--- start of READING PASSAGE ---

# Opening day tree chickens 2015



## kayak1979 (Jul 13, 2014)

Got 3 today under the old hickory tree with my Benjamin Maruader .25 cal air rifle. It is so nice how this gun is so silent because all were taken within a short amount of time between each other. I also perfected a way to skin them. I only keep the back legs and lower back so I chop off the tail and both back feet. Then make a small incision on the middle of the back. I start tearing it around, step on the head with boot and pull hard. The thing skins off but what is really great is that the guts tears away with the head once torn apart. I have found this way to have minimal hair on the meat.


----------



## jonnythfisherteen2 (Mar 5, 2011)

Nice, I went out today with my .22 rimfire. Left within a hour or 2 because I was a walking magnet for insects. One of them actually flew into my eye and got stuck in my eyelid. It caused me some pain and made my eye watery and itchy and swollen. Wasnt fun driving back to akron with one half closed eye. I did see a single squirrel that disappeared quickly and lots of acorn shells.

--- end of READING PASSAGE ---
--- start of DATASET ENTRIES ---

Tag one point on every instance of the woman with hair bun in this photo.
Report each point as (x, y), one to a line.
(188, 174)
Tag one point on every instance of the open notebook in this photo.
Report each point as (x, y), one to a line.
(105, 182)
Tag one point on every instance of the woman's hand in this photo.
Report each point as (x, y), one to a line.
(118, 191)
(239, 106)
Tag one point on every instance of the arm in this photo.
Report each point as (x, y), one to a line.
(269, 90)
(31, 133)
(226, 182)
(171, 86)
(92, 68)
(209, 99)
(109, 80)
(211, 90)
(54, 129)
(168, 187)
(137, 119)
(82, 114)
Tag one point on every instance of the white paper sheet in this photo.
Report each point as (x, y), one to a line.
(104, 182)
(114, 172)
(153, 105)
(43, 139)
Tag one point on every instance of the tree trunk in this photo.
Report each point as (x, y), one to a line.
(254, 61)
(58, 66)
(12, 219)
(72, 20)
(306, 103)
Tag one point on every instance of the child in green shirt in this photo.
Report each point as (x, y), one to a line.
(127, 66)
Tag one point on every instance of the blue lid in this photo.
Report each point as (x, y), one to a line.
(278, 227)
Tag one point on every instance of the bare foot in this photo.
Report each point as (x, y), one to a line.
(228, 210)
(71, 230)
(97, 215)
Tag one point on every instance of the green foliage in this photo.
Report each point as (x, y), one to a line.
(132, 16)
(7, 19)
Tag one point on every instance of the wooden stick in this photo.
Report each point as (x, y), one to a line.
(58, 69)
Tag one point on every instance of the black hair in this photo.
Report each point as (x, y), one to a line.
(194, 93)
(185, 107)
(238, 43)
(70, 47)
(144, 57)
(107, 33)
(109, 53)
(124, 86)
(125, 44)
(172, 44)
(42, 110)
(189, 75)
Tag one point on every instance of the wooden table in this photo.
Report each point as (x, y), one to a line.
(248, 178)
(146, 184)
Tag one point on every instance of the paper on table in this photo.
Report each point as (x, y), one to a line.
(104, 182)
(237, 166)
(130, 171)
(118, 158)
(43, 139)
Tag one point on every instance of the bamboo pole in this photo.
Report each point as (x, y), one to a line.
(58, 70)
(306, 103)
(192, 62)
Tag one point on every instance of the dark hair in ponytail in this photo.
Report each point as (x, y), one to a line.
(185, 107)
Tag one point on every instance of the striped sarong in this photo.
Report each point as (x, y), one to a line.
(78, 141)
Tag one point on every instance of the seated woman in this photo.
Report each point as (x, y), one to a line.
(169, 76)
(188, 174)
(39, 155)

--- end of DATASET ENTRIES ---

> **TASKS TO CARRY OUT**:
1) Please reproduce the opening-day hunting thread starting at "# Opening day" and ending at "on the meat.", substituting "oak" for "hickory".
2) Keep going with the opening-day hunting thread after its last sentence.

> **RESULTS FOR THE EXERCISE**:
1)
# Opening day tree chickens 2015



## kayak1979 (Jul 13, 2014)

Got 3 today under the old oak tree with my Benjamin Maruader .25 cal air rifle. It is so nice how this gun is so silent because all were taken within a short amount of time between each other. I also perfected a way to skin them. I only keep the back legs and lower back so I chop off the tail and both back feet. Then make a small incision on the middle of the back. I start tearing it around, step on the head with boot and pull hard. The thing skins off but what is really great is that the guts tears away with the head once torn apart. I have found this way to have minimal hair on the meat.

2)
----------



## meats52 (Jul 23, 2014)

Good job kayak. That looks like a sweet air rifle, silent and deadly.


----------



## kayak1979 (Jul 13, 2014)

Thanks it was nice to be in the woods again. I was using a camo hat/headnet that basically looks like a bee keepers hat with a wide brim to keep the net at a distance. Even then the sound of all the mosquitos gathered on the net was enough to drive me out of the woods, but I was having too much fun. I am going to pick up a thermacell this week.


----------



## Tinknocker1 (May 13, 2013)

great pic ! i might get out with my springer in the morning ...
thanks for sharing


----------



## kayak1979 (Jul 13, 2014)

Just was out tonight and got into the woods about 6:15pm right when the thunder started rolling in. I said what the heck I'll stick it out so I sat next to a cherry tree that has the perfect shape on the trunk sitting comfortably by and it just happens to be next to the giant hickory I always get my first squirrel of the year under. It's kind of tradition for me. I had two slip in and out from the tree without a clear shot tonight but I did end up seeing a buck grazing in a soybean field on my hike back out.


----------



## meats52 (Jul 23, 2014)

That looks like a nice comfortable spot to sit. It's nice to find a tree to sit at where your not sitting on any roots. It makes the hunt much better. That looks like a decent buck, maybe he'll be there for deer season.


----------



## Skippy (Dec 2, 2009)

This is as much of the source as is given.